# Work item
Could you return only the lines that run from the line with "Could you please spot the deer ear" through the final line of the data, exactly as they stand?

Supplied data START

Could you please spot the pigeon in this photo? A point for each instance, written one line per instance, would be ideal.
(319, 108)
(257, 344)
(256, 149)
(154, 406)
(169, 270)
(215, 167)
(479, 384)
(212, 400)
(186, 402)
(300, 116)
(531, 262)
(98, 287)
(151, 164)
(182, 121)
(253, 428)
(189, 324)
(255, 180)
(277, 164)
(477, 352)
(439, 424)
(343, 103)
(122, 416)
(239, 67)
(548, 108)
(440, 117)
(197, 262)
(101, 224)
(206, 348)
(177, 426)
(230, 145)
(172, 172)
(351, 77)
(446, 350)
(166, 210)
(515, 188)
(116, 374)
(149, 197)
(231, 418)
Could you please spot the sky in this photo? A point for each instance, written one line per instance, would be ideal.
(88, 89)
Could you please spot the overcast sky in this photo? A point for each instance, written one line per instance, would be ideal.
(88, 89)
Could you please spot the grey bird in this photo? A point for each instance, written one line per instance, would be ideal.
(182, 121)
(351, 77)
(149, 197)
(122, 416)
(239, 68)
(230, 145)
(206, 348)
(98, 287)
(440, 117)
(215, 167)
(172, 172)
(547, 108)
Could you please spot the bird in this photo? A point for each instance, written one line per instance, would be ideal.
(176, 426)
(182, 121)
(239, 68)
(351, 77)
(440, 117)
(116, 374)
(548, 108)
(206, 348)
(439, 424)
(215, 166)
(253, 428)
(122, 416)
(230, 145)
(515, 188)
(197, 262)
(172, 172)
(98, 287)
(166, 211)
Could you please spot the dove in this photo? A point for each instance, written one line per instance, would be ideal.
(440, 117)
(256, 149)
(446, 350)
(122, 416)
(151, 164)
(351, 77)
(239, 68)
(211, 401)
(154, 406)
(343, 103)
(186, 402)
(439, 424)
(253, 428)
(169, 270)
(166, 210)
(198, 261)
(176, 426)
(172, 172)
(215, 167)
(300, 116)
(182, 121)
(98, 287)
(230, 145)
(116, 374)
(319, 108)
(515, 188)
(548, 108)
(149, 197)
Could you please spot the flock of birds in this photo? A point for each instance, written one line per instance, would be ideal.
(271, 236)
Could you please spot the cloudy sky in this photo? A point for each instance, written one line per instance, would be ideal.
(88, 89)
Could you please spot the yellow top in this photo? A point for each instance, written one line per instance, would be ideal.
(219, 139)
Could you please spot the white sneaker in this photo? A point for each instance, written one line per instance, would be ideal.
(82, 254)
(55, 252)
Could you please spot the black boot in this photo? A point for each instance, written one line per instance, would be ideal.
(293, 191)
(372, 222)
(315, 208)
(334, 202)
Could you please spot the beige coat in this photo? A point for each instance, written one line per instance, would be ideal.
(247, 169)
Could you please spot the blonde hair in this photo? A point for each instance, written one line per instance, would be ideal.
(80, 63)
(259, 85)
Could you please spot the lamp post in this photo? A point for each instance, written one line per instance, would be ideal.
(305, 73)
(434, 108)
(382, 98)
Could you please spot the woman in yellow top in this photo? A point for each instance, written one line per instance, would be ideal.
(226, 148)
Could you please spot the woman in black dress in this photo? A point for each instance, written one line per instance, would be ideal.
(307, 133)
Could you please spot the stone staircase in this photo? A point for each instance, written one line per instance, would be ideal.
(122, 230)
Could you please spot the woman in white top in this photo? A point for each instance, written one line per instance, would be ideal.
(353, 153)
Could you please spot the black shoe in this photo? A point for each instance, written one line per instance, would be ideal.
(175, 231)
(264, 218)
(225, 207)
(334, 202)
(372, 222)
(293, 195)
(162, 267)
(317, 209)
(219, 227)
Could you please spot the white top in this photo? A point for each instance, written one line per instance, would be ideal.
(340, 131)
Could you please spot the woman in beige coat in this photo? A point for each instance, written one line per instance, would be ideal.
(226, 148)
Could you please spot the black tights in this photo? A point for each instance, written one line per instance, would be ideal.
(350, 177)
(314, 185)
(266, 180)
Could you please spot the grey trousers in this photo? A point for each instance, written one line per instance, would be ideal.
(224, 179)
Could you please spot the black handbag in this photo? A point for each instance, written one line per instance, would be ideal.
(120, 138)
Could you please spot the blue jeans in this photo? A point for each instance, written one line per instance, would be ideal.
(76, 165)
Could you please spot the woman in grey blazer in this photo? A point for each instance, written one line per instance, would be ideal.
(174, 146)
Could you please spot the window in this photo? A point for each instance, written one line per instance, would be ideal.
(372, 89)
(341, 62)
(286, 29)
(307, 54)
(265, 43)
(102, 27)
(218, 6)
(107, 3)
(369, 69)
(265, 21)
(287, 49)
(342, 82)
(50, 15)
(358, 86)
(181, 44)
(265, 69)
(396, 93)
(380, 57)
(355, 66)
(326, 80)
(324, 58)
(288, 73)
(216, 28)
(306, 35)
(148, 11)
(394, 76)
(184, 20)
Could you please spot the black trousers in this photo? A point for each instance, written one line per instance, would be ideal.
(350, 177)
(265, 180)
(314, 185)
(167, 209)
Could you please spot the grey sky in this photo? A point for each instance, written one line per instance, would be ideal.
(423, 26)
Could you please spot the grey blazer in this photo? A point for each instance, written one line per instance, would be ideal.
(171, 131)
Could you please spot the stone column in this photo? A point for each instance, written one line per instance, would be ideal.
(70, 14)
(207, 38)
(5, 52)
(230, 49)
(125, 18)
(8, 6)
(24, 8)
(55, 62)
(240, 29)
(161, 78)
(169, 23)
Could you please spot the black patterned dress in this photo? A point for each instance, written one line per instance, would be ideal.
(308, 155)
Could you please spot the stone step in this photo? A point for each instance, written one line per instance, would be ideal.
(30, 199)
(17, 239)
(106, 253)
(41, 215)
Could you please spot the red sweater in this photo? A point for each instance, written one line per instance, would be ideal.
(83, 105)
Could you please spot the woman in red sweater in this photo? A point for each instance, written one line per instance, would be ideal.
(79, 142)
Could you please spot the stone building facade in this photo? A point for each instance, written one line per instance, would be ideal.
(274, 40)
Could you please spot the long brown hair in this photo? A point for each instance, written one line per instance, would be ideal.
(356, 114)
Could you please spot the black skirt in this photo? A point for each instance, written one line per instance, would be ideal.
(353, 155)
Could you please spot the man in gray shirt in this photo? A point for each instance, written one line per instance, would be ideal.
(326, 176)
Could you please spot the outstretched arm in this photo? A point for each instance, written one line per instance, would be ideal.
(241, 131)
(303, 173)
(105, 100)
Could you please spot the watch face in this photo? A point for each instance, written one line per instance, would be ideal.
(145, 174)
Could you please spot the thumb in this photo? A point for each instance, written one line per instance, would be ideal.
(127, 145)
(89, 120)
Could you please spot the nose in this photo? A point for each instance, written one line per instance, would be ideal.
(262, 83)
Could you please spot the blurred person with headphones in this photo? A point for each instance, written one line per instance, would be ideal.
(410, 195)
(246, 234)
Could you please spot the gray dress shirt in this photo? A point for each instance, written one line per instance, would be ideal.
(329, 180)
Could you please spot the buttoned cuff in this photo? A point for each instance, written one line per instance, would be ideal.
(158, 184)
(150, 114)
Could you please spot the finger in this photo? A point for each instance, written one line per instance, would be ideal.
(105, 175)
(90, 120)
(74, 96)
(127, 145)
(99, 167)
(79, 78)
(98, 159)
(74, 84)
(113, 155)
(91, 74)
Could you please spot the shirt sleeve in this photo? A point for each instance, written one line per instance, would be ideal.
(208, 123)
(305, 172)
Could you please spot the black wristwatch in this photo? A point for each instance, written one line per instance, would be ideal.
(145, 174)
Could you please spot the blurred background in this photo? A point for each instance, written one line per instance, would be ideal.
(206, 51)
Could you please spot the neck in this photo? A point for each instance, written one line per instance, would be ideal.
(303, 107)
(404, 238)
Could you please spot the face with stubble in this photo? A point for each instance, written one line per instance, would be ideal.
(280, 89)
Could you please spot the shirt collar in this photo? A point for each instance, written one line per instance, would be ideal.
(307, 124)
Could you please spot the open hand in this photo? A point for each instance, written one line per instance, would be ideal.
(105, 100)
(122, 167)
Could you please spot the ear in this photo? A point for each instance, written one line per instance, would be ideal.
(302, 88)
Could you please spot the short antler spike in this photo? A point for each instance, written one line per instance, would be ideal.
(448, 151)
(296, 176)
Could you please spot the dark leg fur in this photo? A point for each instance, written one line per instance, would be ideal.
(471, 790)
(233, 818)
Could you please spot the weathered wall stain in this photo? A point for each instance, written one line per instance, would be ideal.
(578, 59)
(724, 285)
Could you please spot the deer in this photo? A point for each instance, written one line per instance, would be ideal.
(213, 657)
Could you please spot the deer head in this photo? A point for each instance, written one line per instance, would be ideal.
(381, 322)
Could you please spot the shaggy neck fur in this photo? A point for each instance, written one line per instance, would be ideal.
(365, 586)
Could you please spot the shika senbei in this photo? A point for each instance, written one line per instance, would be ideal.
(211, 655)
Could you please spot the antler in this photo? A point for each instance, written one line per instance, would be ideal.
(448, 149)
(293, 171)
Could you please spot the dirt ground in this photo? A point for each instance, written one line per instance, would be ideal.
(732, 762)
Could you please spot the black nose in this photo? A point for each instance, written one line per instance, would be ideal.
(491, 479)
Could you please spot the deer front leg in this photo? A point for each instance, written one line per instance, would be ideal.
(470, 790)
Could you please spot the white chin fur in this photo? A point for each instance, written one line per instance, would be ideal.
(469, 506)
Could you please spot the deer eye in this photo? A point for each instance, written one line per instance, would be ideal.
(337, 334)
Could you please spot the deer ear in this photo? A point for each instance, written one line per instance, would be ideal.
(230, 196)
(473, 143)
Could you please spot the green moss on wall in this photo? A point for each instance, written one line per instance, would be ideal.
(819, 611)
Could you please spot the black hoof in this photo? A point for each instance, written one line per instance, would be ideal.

Supplied data END

# Solution to this task
Could you please spot the deer ear in this photo? A point for each instance, written one line per instance, would be ideal.
(230, 196)
(473, 143)
Could you please spot the green moss on wall in this photo? A point for each instance, written one line per instance, would be ideal.
(819, 611)
Could you please spot the black hoof in this photo? A point for each instance, written one line per instance, would be ideal.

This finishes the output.